Stored rows.
....

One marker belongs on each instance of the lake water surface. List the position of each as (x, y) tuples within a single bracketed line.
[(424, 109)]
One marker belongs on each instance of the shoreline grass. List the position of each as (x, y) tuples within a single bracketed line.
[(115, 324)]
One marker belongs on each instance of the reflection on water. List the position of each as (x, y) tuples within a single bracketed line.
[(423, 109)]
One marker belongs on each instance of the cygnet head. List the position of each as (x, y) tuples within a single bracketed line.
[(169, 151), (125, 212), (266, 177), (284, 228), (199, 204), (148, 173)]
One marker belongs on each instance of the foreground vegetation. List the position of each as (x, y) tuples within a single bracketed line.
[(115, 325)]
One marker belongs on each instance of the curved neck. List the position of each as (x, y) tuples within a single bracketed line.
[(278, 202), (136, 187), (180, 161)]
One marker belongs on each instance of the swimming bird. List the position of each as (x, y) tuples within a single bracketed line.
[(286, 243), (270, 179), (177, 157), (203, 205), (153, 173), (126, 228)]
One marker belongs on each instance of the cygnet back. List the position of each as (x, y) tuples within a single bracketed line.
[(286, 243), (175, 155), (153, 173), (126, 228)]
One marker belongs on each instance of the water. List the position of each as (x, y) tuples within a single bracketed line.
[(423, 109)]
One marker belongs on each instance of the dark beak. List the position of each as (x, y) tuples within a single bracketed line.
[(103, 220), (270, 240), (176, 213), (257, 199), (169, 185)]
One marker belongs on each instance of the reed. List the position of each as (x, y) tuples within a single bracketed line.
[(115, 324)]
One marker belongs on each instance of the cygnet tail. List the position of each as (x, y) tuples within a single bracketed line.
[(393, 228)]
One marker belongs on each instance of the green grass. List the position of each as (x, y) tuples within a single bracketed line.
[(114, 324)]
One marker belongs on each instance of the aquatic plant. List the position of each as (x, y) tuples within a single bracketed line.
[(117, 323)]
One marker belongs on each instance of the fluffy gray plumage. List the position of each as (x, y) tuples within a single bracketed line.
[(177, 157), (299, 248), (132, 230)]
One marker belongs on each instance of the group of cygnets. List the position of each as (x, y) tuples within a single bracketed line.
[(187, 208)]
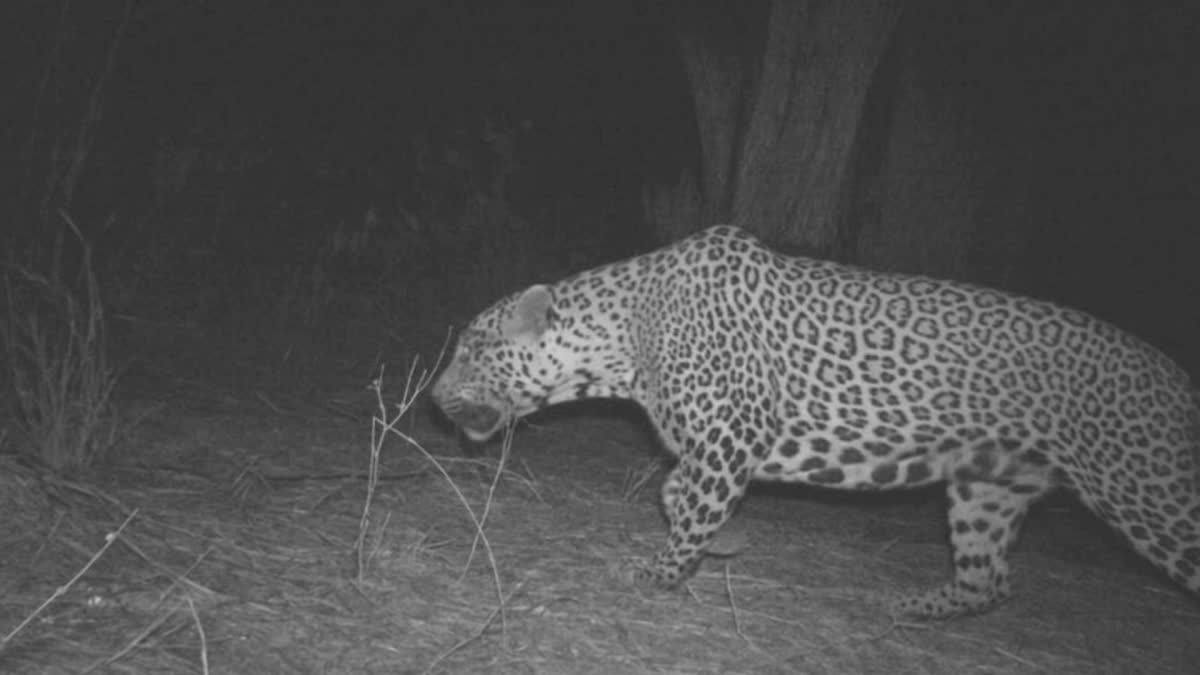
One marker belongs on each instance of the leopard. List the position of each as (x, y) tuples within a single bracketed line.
[(759, 366)]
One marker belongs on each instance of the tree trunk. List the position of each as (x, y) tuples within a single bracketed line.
[(796, 154), (777, 131)]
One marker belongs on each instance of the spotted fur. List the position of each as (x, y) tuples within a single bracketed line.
[(759, 366)]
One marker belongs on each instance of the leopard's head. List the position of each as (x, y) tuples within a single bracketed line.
[(502, 368)]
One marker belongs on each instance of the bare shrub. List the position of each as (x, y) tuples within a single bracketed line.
[(55, 356)]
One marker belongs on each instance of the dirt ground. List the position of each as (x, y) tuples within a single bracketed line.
[(247, 488)]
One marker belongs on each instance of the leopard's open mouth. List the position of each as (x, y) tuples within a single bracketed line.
[(478, 420)]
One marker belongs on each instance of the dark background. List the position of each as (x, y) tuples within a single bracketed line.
[(419, 159)]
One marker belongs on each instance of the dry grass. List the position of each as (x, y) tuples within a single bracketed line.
[(435, 563)]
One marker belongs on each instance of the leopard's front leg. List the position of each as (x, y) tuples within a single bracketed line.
[(699, 496)]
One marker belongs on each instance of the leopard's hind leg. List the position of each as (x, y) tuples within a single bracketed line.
[(990, 490)]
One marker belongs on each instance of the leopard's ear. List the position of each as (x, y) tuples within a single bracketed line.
[(532, 314)]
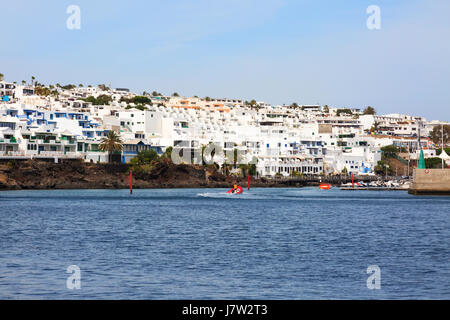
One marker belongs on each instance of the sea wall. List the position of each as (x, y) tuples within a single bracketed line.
[(431, 181)]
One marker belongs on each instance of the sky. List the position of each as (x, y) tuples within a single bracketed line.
[(280, 52)]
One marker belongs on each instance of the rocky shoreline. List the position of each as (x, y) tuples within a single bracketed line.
[(41, 175)]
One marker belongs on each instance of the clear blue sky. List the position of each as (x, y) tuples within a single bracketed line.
[(282, 51)]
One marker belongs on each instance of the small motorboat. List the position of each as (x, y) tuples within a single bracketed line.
[(239, 190), (324, 186)]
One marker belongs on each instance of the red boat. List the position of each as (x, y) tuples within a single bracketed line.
[(325, 186), (238, 191)]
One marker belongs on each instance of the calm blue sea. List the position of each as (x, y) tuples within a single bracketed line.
[(205, 244)]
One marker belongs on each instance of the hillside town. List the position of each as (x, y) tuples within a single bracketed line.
[(58, 122)]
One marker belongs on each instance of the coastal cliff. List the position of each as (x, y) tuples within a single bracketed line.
[(35, 174)]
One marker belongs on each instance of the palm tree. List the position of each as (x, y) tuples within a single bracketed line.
[(111, 143)]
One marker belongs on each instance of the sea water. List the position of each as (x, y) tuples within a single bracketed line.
[(206, 244)]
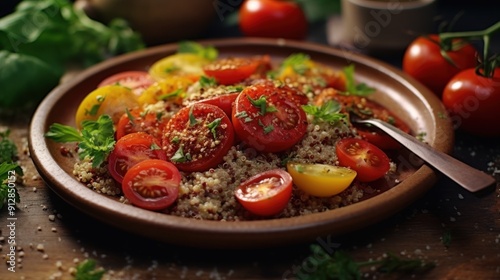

....

Swap "marker" for "pin" throughout all of the entries above, reproducing them otherwise unchanged. Leave the pictures out.

One pin belongs on each instance of the lake water surface. List the position of each as (x, y) tuples within a single bracketed line.
[(424, 109)]
One pin belongs on each instance of the shoreline grass. List the position of each as (x, y) tuples within a single bracketed line.
[(115, 324)]
One pin belongs on each instance of the reflection on water. List the position of each as (x, y) tuples within a single bracketed line.
[(423, 109)]
One pin belongs on each instance of the cygnet head. List the position of each as (x, y) tuples within a single bracketed line.
[(169, 151), (125, 212), (266, 177), (284, 228), (199, 204), (148, 173)]
One pin belongs on each instance of the foreground vegetation. List the position of each as (x, y) tuples within a single bracketed line.
[(115, 325)]
One pin belongs on each instance of the curved neck. List the position of each as (x, y) tuples within a single bracketed line.
[(278, 202), (136, 187), (180, 161)]
One pin belongs on each instance of the swimming bird. List the position of each as (x, y) tuples within a single bracketed line.
[(286, 243), (270, 179), (177, 157), (203, 205), (153, 173), (126, 228)]
One pin belongs on each instance of the cygnet back. List the position of each as (x, y) tuples within a single bracketed line.
[(286, 243), (175, 155), (153, 173), (126, 228)]
One pin belongs on each instance of the water. List the position of each as (x, y) tuples within a single bracketed line.
[(423, 109)]
One pin belongs on each instance of the dark beak. List the position of each as (x, y) tuples within a single bracketed line.
[(103, 220), (270, 240), (176, 213), (257, 199), (169, 185)]
One pin belongs on each instance of the reed. List the position of each as (x, y) tuples within a single bracketed line.
[(115, 324)]
One pin belongs on each instance of the cygnet tail. List the position of each as (x, y) tuples within a single bracketed line.
[(393, 228)]
One pin belongs on each instance of the green grass. List the position of each as (x, y) tuples within a single bracketed line.
[(114, 324)]
One pin belongs on each instance of the aquatic plant. List the position of each as (x, y) tuples within a single bracketed line.
[(117, 323)]
One pin belongs on each instance of the fluffy gray plumage. List the position of each as (x, y) tuples within a single bracketed line.
[(177, 157), (299, 248), (132, 230)]
One pin belongs on each instance of the group of cygnets. List the position of each as (x, y) tuples within a single bracketed line.
[(187, 208)]
One pin belongs on each instance of the leopard. List the position of each as (x, y) tuples within a single bracketed line.
[(759, 366)]
One pin belongs on each instance of the tree trunk. List the position of each as (x, y) tuples within a single bracketed line.
[(796, 154), (777, 131)]
One pin belongs on each instance of the spotted fur. List the position of each as (x, y) tuples within a single bracketed line.
[(759, 366)]
One pin belongs on each instance of the leopard's head. List the position of each as (x, y) tuples within a single bracketed line.
[(502, 368)]
One pin belongs on each instance of the bare shrub. List the position of each as (x, y) tuples within a single bracketed line.
[(55, 356)]
One pin belongs on each instance of the dirt ground. List the position of each as (x, y) tuples within a single bracketed line.
[(247, 488)]
One pin belongs on each instance of the leopard's open mouth. List the position of each as (x, y) tuples within a single bracketed line.
[(478, 420)]
One pin belongs on each instance of the dark background. List the position of each as (x, y) tuples within a single bracketed line.
[(419, 159)]
One pin belongs on each instance of the dry grass. List the position of each as (x, y) tuples within a single bracketed line.
[(435, 563)]
One pin belongs on each instance of the leopard's front leg. List the position of each as (x, y) tuples within a single bracketed line.
[(699, 496)]
One pin belongs on each instance of the leopard's hind leg. List the position of each as (x, y) tuples within a single bracketed line.
[(990, 490)]
One pin belongs on each instance of the leopard's ear. List the position of each as (x, y) tuples within a single bracketed line.
[(532, 314)]
One pin belongs on each instance of the sea wall. List the position of each as (x, y) tuples within a single bracketed line.
[(431, 181)]
One pin belongs on each instance of the sky. List the position of each as (x, y) tuples within a single bracketed line.
[(280, 52)]
One pin belongs on each instance of the rocky shoreline. List the position of each as (x, y) tuples within a single bracketed line.
[(41, 175)]
One pin belongs on each instance of the clear blue sky. List the position of each as (x, y) tuples within a single bracketed line.
[(282, 51)]
One pin belongs on each instance of the small motorboat. List the position of each as (x, y) tuples within a single bracketed line.
[(239, 190), (324, 186)]
One pin belongs on each instance of the red boat. List the position of each as (x, y) tuples within a single bracketed line.
[(325, 186), (238, 191)]
One pin belongs on each instance of the calm blue sea. List the position of each as (x, y) tuples within a single bracketed line.
[(205, 244)]
One pin belongs on each instance of the hillside town. List the position of each as (x, y) tuples within a single bracketed line.
[(58, 122)]
One pin belongs on each instance of the coastal cliff. List the position of each as (x, y) tuples within a single bracketed line.
[(35, 174)]
One pin belongs on each instance of the palm tree. List the position of each as (x, y) tuples within a single bracketed line.
[(111, 143)]
One pin belongs on each instance of the sea water. List the position of each as (x, y) tuples within a single bracketed line.
[(206, 244)]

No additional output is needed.